## DATASET ENTRIES
= = = = = = =
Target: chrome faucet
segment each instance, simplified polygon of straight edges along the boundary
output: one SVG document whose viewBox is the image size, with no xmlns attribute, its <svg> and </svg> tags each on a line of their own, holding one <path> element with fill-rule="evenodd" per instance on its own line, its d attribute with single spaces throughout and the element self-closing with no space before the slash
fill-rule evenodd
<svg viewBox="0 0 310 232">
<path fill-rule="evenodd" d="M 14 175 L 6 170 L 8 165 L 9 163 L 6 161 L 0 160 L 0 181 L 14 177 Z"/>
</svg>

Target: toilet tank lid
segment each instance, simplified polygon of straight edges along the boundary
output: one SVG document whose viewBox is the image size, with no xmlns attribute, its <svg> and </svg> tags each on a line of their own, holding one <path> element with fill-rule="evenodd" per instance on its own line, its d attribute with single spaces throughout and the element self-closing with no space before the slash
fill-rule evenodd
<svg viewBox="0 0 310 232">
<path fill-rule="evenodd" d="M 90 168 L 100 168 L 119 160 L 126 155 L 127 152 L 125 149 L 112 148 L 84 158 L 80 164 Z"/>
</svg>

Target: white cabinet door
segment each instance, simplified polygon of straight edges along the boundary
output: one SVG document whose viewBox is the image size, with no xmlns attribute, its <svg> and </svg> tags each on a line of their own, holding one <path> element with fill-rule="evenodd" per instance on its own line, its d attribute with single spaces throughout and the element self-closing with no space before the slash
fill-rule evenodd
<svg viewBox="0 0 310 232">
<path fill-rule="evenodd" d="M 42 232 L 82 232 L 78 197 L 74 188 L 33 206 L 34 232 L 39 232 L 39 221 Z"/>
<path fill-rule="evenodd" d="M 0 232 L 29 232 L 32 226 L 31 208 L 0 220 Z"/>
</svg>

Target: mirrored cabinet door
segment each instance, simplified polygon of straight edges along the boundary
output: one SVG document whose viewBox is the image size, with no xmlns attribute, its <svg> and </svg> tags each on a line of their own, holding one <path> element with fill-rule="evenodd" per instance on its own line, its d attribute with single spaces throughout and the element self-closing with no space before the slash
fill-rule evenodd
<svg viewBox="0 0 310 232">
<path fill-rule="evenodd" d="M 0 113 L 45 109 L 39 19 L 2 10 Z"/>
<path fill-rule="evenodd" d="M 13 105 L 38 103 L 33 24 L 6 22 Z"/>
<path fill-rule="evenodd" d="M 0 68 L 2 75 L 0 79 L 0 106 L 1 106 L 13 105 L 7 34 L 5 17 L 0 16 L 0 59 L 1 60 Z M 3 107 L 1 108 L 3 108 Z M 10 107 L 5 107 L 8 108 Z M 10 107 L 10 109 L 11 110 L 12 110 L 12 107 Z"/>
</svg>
= = = = = = =
## PROBLEM
Copy all of the records above, replacing every "simplified polygon" with "rough polygon" and leaving everything else unchanged.

## FINAL RESULT
Target: chrome faucet
segment each instance, rough polygon of straight edges along the boundary
output: one SVG document whose viewBox is the image size, with no xmlns attribute, its <svg> and </svg> tags each on a line of their own, holding one <path> element with fill-rule="evenodd" per instance on its own line, its d attribute with single spaces throughout and the element self-closing with no space before the slash
fill-rule evenodd
<svg viewBox="0 0 310 232">
<path fill-rule="evenodd" d="M 14 175 L 6 170 L 8 165 L 9 163 L 6 161 L 0 160 L 0 181 L 14 177 Z"/>
</svg>

Target: toilet tank lid
segment each instance, rough polygon of straight edges along the boundary
output: one SVG document whose viewBox is the image size, with no xmlns attribute, its <svg> and </svg> tags each on a line of their own, holding one <path> element with fill-rule="evenodd" per instance on its own line, its d attribute with single spaces throughout and the element self-closing with no space before the slash
fill-rule evenodd
<svg viewBox="0 0 310 232">
<path fill-rule="evenodd" d="M 90 168 L 100 168 L 119 160 L 126 155 L 127 152 L 125 149 L 112 148 L 84 158 L 80 164 Z"/>
</svg>

Target: white cabinet door
segment each instance, rough polygon of straight edges along the boundary
output: one SVG document whose viewBox is the image size, with no xmlns attribute, its <svg> and </svg> tags each on a line of their own, holding one <path> element with fill-rule="evenodd" per instance on its own line, its d attribute with single spaces throughout and the element self-closing with no space before the slash
fill-rule evenodd
<svg viewBox="0 0 310 232">
<path fill-rule="evenodd" d="M 42 232 L 82 232 L 78 197 L 74 188 L 33 206 L 34 232 L 39 232 L 39 221 Z"/>
<path fill-rule="evenodd" d="M 0 232 L 29 232 L 32 226 L 31 208 L 0 220 Z"/>
</svg>

Target: mirrored cabinet door
segment each instance, rough polygon of straight edges along the boundary
output: one SVG document whose viewBox is the image size, with no xmlns attribute, its <svg> and </svg> tags each on a line of their own, holding one <path> element with fill-rule="evenodd" per instance on its own line, its d attribute with single spaces throughout and the element self-closing with no space before the slash
fill-rule evenodd
<svg viewBox="0 0 310 232">
<path fill-rule="evenodd" d="M 0 113 L 45 109 L 39 19 L 2 10 Z"/>
<path fill-rule="evenodd" d="M 13 105 L 38 103 L 33 24 L 6 22 Z"/>
<path fill-rule="evenodd" d="M 0 68 L 2 75 L 0 79 L 0 106 L 1 106 L 13 105 L 7 34 L 5 17 L 0 16 L 0 59 L 1 60 Z M 3 107 L 1 108 L 3 108 Z M 10 107 L 5 107 L 8 108 Z M 10 107 L 10 109 L 11 110 L 12 110 L 12 107 Z"/>
</svg>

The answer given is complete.